• [Tasks to perform]
1. Translate this sentence from the Christmas tree article into Spanish: "Christmas may be the last thing on the minds of many North Koreans this year, but that didn’t stop their neighbors to the south on Tuesday from sending a message designed to raise their spirits."
2. Reproduce word for word the passage of the Christmas tree article starting at "Jo Yong-Hak/Reuters" and ending at "raise their spirits.".

• [Source extract]
****
South Korea's mixed messages to North: anger, and a Christmas tree
South Koreans erected a huge Christmas tree that can reportedly be seen from the North's side of the demilitarized zone. But a sense of brotherhood has been sharply strained by the North's recent attack.
South Korean Christians sing a hymn in front of a Christmas tree on top of the Aegibong Peak Observatory just south of the demilitarized zone separating the two Koreas in Gimpo, west of Seoul on Dec. 21.
Jo Yong-Hak/Reuters
Seoul, South Korea
Christmas may be the last thing on the minds of many North Koreans this year, but that didn’t stop their neighbors to the south on Tuesday from sending a message designed to raise their spirits.
Skip to next paragraphThe method of delivery was a giant, brightly lit Christmas tree, reportedly visible from Kaesong, the border city on the northern side of the demilitarized zone dividing North and South. The tree serves a propaganda role, reminding of repression and the lack of religious freedom in the North. Yet even in the tumult of plummeting North-South relations, it may also serve as a beacon of continuing Korean brotherhood.
****
• [Available data]
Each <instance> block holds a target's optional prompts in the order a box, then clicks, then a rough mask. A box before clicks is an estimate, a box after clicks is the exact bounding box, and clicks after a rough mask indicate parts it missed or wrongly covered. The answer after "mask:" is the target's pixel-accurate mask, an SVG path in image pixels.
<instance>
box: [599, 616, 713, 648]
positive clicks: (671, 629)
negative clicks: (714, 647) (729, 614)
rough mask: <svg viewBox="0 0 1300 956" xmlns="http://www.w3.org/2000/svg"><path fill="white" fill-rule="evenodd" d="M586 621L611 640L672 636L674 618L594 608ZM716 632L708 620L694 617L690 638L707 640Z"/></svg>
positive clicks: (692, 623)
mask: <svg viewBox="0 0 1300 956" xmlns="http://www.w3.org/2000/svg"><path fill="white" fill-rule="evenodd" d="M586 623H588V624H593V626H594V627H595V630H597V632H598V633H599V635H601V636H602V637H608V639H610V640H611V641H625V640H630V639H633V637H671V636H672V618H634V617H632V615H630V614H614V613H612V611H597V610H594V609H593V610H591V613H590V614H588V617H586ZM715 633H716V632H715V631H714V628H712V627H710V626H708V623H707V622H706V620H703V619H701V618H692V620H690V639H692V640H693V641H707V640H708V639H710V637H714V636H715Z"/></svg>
****
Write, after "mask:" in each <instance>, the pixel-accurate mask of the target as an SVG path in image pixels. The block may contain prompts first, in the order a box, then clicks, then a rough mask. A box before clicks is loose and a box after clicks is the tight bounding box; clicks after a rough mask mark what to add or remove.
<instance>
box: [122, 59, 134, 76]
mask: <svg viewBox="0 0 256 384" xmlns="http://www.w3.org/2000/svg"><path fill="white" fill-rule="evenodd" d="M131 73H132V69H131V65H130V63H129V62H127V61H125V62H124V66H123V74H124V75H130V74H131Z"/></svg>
****
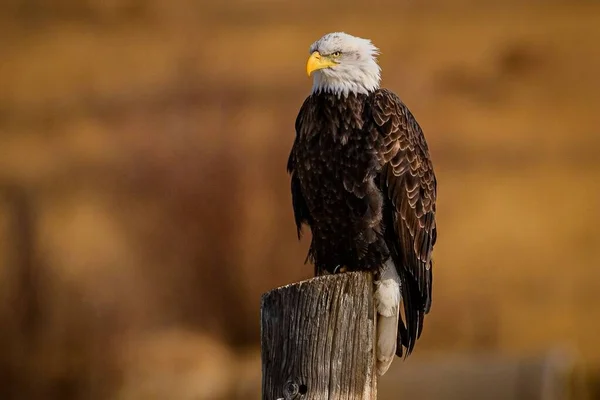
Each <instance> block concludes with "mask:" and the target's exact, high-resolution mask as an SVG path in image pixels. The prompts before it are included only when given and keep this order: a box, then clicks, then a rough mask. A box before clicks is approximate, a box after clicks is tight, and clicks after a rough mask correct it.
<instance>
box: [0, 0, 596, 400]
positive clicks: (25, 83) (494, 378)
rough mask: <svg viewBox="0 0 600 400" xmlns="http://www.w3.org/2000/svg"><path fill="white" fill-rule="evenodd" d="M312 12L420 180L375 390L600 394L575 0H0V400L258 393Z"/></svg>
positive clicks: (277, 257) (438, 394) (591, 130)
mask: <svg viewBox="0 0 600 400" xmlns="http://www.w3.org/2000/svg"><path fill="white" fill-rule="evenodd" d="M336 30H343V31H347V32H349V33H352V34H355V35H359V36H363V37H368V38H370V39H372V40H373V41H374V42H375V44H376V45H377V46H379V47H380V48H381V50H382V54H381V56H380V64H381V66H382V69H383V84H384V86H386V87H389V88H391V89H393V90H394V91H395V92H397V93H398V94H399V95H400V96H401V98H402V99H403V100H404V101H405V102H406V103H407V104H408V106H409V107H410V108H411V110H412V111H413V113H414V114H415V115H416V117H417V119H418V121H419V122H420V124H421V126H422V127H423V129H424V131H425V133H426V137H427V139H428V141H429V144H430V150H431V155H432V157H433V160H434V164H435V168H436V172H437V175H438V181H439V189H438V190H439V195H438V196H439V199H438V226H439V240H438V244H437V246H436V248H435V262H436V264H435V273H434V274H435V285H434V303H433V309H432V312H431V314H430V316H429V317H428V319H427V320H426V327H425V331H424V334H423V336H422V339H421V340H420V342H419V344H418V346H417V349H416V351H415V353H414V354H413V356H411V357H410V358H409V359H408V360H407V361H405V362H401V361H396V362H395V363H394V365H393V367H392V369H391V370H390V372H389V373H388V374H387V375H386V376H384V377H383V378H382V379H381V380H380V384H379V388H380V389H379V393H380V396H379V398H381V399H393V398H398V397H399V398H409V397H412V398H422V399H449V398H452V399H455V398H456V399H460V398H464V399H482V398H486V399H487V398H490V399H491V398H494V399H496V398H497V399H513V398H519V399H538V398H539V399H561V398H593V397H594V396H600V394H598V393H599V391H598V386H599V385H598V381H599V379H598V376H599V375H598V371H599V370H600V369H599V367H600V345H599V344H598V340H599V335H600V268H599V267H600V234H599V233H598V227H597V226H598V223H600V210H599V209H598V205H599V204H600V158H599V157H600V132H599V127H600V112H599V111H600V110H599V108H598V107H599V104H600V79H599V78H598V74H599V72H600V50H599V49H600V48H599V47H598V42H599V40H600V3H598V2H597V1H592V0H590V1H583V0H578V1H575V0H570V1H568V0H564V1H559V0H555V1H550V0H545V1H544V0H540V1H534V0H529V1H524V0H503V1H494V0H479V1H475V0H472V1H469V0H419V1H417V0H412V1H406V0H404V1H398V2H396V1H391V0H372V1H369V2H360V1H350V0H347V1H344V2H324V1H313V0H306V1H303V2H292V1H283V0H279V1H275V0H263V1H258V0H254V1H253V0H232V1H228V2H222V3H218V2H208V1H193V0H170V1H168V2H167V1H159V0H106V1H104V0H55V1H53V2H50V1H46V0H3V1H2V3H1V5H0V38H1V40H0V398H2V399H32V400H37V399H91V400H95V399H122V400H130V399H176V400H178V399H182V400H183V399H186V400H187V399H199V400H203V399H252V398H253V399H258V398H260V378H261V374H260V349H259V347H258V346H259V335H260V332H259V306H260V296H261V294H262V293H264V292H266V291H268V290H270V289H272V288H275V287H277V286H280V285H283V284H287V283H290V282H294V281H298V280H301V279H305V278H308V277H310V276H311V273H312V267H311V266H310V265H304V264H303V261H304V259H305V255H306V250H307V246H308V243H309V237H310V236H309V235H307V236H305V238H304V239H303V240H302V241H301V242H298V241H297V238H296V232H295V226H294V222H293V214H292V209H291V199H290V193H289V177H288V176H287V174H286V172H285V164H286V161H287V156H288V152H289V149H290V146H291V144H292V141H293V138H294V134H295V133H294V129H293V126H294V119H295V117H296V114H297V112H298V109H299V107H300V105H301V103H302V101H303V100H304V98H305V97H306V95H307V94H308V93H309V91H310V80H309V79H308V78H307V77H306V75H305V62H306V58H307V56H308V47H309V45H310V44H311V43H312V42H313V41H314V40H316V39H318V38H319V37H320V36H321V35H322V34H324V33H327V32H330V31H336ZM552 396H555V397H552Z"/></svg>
****
• [Responses per task]
1. Puede que la Navidad sea lo último en lo que piensan muchos norcoreanos este año, pero eso no impidió que sus vecinos del sur enviaran el martes un mensaje pensado para levantarles el ánimo.

2.
Jo Yong-Hak/Reuters
Seoul, South Korea
Christmas may be the last thing on the minds of many North Koreans this year, but that didn’t stop their neighbors to the south on Tuesday from sending a message designed to raise their spirits.